• _WORK ITEM_
Wherever the word "turkish" appears in a line of the data, that line should be copied.

(Saved data entries)

Content starts

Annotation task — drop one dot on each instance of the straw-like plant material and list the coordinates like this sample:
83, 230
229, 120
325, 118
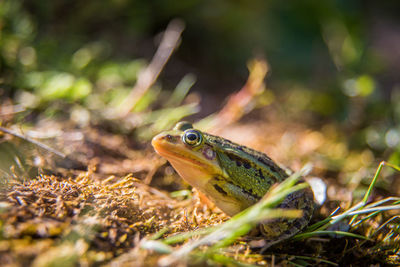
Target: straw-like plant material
104, 218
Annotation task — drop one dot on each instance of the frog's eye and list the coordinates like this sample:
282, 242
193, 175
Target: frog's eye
192, 137
183, 126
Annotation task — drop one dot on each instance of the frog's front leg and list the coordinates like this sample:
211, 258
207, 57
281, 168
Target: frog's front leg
277, 230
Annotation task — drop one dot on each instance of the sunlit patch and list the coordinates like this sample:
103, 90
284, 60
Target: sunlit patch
209, 153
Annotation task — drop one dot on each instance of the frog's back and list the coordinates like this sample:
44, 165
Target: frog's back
247, 168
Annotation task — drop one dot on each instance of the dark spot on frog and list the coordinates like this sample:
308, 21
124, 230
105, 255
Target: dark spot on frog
247, 165
219, 189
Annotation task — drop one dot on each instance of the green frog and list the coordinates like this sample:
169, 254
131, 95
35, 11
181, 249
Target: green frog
232, 176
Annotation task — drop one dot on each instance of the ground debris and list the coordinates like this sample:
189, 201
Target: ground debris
107, 217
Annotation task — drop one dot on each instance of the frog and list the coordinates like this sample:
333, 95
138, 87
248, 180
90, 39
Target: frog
234, 177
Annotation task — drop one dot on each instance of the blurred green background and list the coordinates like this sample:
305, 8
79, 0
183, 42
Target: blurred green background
336, 60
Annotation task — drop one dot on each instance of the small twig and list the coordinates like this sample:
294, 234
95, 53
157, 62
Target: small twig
147, 77
39, 144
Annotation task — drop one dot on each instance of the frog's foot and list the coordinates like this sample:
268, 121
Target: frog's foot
281, 229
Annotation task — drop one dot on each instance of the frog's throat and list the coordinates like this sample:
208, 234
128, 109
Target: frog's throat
194, 170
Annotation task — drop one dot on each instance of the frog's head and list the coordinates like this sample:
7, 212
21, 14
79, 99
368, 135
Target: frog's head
189, 153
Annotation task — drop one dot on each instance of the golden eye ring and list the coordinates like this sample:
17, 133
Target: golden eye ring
192, 137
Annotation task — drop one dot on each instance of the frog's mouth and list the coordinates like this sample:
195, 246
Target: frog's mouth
194, 169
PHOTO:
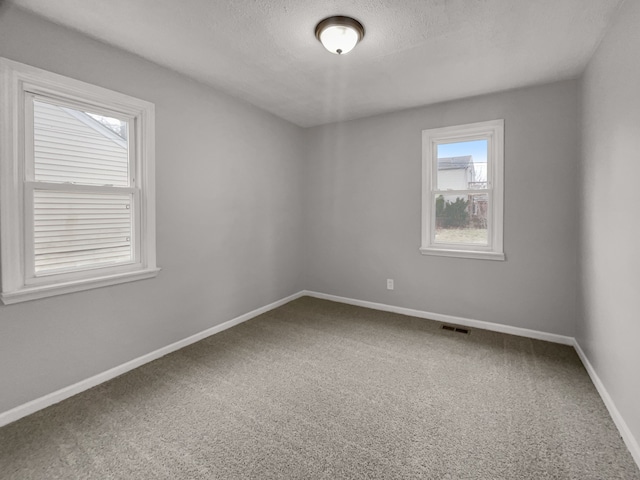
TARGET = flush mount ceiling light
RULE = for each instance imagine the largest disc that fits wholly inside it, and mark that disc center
(339, 34)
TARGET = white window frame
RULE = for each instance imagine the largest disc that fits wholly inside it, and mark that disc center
(18, 82)
(493, 132)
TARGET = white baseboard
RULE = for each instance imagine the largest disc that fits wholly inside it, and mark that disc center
(623, 428)
(467, 322)
(64, 393)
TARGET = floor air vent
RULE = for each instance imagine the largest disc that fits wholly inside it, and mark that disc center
(451, 328)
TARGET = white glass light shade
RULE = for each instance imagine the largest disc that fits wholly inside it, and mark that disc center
(339, 39)
(339, 35)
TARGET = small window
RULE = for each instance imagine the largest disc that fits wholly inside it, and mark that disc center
(462, 205)
(78, 180)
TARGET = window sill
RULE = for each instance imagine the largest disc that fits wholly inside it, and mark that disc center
(441, 252)
(42, 291)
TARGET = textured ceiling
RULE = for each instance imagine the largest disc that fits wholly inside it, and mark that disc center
(415, 52)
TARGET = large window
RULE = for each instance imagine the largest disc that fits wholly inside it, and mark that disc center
(77, 178)
(462, 190)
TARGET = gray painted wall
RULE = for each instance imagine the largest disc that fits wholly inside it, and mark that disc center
(228, 221)
(363, 212)
(609, 324)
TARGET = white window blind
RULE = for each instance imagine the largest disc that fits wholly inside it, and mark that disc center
(79, 230)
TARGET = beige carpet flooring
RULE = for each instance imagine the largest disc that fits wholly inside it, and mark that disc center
(320, 390)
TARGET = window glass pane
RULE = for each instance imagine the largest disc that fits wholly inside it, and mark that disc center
(462, 219)
(462, 165)
(79, 230)
(79, 147)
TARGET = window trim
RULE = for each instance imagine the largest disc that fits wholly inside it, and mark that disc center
(493, 131)
(18, 81)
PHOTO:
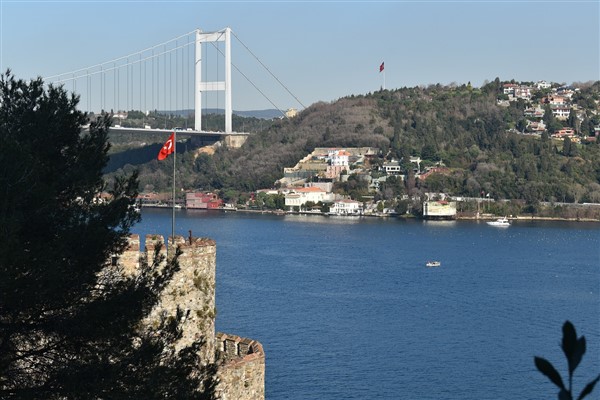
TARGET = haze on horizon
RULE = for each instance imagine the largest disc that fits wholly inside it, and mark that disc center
(321, 51)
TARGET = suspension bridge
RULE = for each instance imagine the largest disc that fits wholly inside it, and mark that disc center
(173, 78)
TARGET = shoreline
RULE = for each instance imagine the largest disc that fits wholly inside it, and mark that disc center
(457, 218)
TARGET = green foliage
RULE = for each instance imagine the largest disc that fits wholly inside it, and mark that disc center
(574, 349)
(69, 319)
(462, 127)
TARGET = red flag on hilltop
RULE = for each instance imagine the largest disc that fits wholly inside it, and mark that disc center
(167, 148)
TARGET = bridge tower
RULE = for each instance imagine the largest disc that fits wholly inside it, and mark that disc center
(221, 36)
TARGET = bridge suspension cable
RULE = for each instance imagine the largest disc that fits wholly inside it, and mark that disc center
(268, 70)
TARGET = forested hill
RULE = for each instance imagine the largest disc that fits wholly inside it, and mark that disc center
(475, 132)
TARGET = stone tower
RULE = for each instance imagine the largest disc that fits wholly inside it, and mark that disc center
(241, 361)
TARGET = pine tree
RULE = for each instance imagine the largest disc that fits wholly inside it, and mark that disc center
(69, 321)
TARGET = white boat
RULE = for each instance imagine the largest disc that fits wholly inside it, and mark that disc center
(500, 222)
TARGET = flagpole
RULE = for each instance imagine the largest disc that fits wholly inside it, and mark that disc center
(173, 217)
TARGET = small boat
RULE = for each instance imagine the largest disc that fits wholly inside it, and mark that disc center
(500, 222)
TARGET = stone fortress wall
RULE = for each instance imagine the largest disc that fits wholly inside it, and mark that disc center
(241, 361)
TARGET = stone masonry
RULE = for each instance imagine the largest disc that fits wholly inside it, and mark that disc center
(241, 361)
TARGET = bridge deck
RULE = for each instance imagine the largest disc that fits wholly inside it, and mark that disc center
(189, 132)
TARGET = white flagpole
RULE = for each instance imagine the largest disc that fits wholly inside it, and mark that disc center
(173, 218)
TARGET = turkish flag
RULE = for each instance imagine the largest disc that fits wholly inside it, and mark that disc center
(167, 148)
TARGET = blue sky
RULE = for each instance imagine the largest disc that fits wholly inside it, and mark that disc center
(320, 50)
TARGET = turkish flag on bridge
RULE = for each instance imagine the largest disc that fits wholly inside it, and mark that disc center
(167, 148)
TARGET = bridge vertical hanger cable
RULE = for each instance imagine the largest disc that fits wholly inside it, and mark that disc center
(268, 70)
(140, 83)
(255, 86)
(152, 102)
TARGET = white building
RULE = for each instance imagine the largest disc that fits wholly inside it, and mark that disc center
(338, 158)
(392, 168)
(298, 197)
(542, 85)
(346, 207)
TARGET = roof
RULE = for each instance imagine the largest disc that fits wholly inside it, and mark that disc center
(310, 189)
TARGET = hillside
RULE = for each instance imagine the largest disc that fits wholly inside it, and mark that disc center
(485, 140)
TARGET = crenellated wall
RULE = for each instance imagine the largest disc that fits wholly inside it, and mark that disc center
(192, 288)
(241, 368)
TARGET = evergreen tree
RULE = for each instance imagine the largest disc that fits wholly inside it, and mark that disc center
(69, 320)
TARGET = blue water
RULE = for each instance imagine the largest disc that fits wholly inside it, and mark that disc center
(346, 309)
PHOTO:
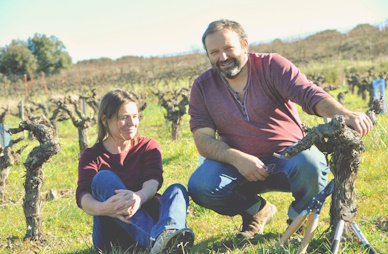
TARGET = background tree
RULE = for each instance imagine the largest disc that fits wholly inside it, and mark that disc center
(17, 59)
(50, 53)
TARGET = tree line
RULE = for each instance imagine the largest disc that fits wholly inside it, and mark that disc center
(39, 53)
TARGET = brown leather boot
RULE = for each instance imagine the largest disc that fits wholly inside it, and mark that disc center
(254, 225)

Content ends

• _YOUR SOLUTION_
TARGET = turkish flag
TARGET = turkish flag on bridge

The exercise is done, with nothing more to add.